▼

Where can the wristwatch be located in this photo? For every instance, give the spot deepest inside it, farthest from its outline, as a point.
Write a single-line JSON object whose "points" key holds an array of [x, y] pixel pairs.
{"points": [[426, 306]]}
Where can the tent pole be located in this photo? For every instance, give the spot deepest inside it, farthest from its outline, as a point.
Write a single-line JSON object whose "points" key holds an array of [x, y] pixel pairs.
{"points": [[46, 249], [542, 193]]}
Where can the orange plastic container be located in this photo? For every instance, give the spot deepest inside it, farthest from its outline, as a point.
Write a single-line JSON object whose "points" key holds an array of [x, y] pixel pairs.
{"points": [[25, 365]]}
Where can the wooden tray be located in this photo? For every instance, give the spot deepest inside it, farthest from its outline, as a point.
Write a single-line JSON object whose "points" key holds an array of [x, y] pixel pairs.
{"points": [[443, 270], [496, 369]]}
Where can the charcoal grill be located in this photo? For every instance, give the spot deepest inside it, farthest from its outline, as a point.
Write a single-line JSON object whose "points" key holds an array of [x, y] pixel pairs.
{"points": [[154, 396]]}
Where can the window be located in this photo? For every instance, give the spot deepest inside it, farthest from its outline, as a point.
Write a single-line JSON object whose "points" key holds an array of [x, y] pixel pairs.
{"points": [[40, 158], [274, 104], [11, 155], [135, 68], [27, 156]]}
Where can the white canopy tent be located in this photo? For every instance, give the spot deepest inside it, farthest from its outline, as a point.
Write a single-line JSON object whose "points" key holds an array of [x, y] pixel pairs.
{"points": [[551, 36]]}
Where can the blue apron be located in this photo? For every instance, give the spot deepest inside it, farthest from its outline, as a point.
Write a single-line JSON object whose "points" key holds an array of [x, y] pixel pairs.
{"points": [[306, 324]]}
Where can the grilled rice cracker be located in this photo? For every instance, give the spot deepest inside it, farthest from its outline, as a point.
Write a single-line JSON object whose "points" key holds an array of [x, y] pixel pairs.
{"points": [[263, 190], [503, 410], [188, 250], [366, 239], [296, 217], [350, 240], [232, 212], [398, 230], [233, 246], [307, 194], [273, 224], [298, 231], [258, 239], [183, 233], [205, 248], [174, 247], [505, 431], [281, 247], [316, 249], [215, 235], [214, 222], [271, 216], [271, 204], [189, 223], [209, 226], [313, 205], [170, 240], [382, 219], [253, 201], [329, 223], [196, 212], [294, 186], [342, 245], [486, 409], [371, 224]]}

▲

→ Stated exercise: Format the listing above as a two-column CSV with the headers "request" and "answer", giving one row per listing entry. Put the text of each in a single quoted field, with its line breaks replaced by spaces.

→ Finished task:
request,answer
"Where can the wristwatch be located in this photo? For every instance, give the spot deepest inside it, farthest from its outline, as a point. Write a single-line JSON object whose ""points"" key holds an array of [x, y] pixel pairs.","{""points"": [[426, 306]]}"
"Where can the tent pole be located in this photo? For every instance, give the spot deepest inside it, farthest from its outline, as a point. Write a single-line JSON object whose ""points"" key holds an array of [x, y] pixel pairs.","{""points"": [[46, 249], [542, 193]]}"
"Where can the orange plastic container be located in this photo? For every instance, give the spot deepest inside it, farthest from its outline, as a point. Write a single-line JSON object whose ""points"" key holds an array of [x, y] pixel pairs.","{""points"": [[25, 365]]}"
"Where can the wooden tray be located in this photo? For every instance, give the spot deepest inside it, farthest from its outline, as a point. Write a single-line JSON object whose ""points"" key holds an array of [x, y] pixel pairs.","{""points"": [[443, 270], [496, 369]]}"
"Where can the charcoal grill be located in this photo? For every instance, give the spot deepest inside it, farthest from its outline, as a point. Write a single-line JSON object whose ""points"" key holds an array of [x, y] pixel pairs.","{""points"": [[154, 396]]}"
"Where can the window be located in this photo? For every instance, give the spot deepest inside it, farthest from its outline, as a point. Write a single-line JSON object whose ""points"" key holds an array of [x, y] pixel pairs.","{""points"": [[40, 158], [274, 104], [11, 155], [135, 68], [27, 156]]}"
"Where can the white canopy tent be located in this photo? For every instance, give the spot deepest inside it, farthest from its outline, as a point. Write a single-line JSON object whose ""points"" key holds an array of [x, y] pixel pairs.","{""points"": [[551, 36]]}"
"Where can the blue apron be located in this photo? For every instance, give the spot deepest inside it, farthest from its outline, as a point. Write a single-line JSON object whose ""points"" key holds an array of [x, y] pixel pairs.","{""points"": [[306, 324]]}"
"Where can the grilled rice cracker be located in this photo? For every instance, give the spot deepest inside it, farthest from its outline, as a point. Write a single-line JSON object whose ""points"" key holds an array of [x, y] pixel pairs.","{""points"": [[263, 190], [503, 410], [188, 250], [366, 239], [296, 217], [350, 240], [232, 212], [398, 230], [233, 246], [307, 194], [273, 224], [298, 231], [258, 239], [183, 233], [205, 248], [174, 247], [505, 431], [281, 247], [316, 249], [215, 235], [214, 222], [271, 216], [271, 204], [189, 223], [209, 226], [313, 205], [170, 240], [382, 219], [253, 201], [329, 223], [196, 212], [294, 186], [342, 245], [486, 409], [371, 224]]}"